### 問題
A. 本文抜粋によると、拠点は最終的にどのような方向で対応を決めましたか。
B. 本文抜粋のうち、「また、②の判断軸も大切にして」を含む語句で始まり「も忘れないようにしています。」で終わる部分を、一字も変えずに書き写してください。

①の判断軸に基づくと、仮にすぐに交際を辞めさせてしまった場合は、拠点への信頼を無くし、子どもが別の異性と交際するという同じ事を繰り返す対処療法的な対応になってしまうのではと考えました。
行動の裏にある気持ちは何か?その気持ちに答えることが出来ているか?を考えて判断した結果、拠点としては見守りの体制を構築する方向で対応を決定しました。
また、②の判断軸も大切にしています。例えば、子どもと交際相手の交際を見守るという対応を取るときに、拠点が交際相手の連絡先を聞きやりとりすることも可能だと思います。
ですが、そこまでの対応を一人ひとりの子どもに行うと、今度は現場のスタッフが疲弊してしまう可能性があります。どこまでなら拠点として負荷がかからない形で対応できるか?という視点も忘れないようにしています。
まとめ
今回は、保護者とのコミュニケーション方法について様々なお話を伺いました。

### データ抜粋

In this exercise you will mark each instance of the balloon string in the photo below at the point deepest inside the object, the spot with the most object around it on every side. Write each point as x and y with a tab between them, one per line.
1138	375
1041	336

### 各問の解答
A. 見守りの体制を構築する方向で対応を決定しました。

B.
また、②の判断軸も大切にしています。例えば、子どもと交際相手の交際を見守るという対応を取るときに、拠点が交際相手の連絡先を聞きやりとりすることも可能だと思います。
ですが、そこまでの対応を一人ひとりの子どもに行うと、今度は現場のスタッフが疲弊してしまう可能性があります。どこまでなら拠点として負荷がかからない形で対応できるか?という視点も忘れないようにしています。